- EXTRACTED MATERIAL:
╔══

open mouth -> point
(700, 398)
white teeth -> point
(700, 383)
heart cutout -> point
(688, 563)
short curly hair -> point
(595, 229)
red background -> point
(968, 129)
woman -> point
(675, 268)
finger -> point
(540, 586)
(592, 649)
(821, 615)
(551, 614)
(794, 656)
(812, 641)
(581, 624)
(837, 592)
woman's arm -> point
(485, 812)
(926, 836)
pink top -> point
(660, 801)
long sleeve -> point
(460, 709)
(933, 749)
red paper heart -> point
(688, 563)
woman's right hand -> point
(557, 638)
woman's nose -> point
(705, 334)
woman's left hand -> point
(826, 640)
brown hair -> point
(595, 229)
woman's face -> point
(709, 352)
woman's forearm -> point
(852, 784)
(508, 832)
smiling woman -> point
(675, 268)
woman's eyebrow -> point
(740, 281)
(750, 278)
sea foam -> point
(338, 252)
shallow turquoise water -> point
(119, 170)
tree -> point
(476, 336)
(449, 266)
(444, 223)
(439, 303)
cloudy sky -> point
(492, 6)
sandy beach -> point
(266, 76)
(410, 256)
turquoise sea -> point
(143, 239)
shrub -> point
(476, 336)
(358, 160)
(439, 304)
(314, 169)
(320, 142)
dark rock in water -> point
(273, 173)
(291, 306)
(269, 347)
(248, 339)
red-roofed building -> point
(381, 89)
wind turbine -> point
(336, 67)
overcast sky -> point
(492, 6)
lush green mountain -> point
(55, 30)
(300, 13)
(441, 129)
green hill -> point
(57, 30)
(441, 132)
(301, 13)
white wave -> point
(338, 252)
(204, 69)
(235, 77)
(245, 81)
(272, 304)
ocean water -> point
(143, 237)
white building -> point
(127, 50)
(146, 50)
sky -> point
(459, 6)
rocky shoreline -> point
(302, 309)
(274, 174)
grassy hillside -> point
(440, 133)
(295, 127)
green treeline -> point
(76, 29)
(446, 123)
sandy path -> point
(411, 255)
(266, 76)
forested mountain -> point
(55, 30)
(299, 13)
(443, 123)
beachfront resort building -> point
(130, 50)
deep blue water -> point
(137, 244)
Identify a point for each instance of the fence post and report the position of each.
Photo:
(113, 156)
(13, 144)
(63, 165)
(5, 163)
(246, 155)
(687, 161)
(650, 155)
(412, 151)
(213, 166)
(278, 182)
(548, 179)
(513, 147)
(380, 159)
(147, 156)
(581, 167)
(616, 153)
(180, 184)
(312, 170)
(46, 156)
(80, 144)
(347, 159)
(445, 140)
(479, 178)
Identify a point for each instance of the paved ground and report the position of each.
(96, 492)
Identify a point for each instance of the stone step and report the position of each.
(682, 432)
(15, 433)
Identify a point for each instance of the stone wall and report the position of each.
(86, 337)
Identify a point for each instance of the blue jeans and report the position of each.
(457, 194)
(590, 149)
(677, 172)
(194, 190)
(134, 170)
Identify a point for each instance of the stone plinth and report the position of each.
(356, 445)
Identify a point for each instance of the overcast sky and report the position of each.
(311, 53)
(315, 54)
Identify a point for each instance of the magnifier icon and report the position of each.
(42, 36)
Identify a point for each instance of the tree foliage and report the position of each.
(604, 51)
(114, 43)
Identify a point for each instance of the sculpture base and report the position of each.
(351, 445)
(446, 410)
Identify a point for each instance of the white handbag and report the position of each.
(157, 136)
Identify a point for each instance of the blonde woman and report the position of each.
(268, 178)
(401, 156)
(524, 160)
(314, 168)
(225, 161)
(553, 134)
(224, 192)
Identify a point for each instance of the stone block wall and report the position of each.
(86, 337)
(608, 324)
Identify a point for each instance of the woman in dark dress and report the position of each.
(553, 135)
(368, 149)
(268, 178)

╚══

Find the line that contains "Identify a point for each instance of the stone plinth". Repeat it and every line after it, exactly as written, up to and including the last line of the records above.

Identify a point for each instance of the stone plinth and report the position of each.
(356, 445)
Identify a point for each instance of the overcast sky and report the position of each.
(311, 53)
(315, 54)
Identify a point for each instance of the magnifier icon and report the position of each.
(42, 36)
Identify a point for each instance of the tree foliage and report the position of each.
(604, 51)
(114, 43)
Identify a point for each instance of the sculpture base and report the position of each.
(351, 445)
(446, 410)
Identify a point for each instance of the white handbag and report the position of each.
(157, 136)
Identify a point for each instance of the blonde woman and report the position of each.
(268, 178)
(401, 156)
(524, 160)
(314, 168)
(225, 161)
(553, 134)
(224, 192)
Identify a point for each instance of the stone block wall and report the position of each.
(86, 337)
(608, 324)
Identify a point for each instance of the woman in dark dress and report the position of each.
(553, 135)
(368, 149)
(268, 178)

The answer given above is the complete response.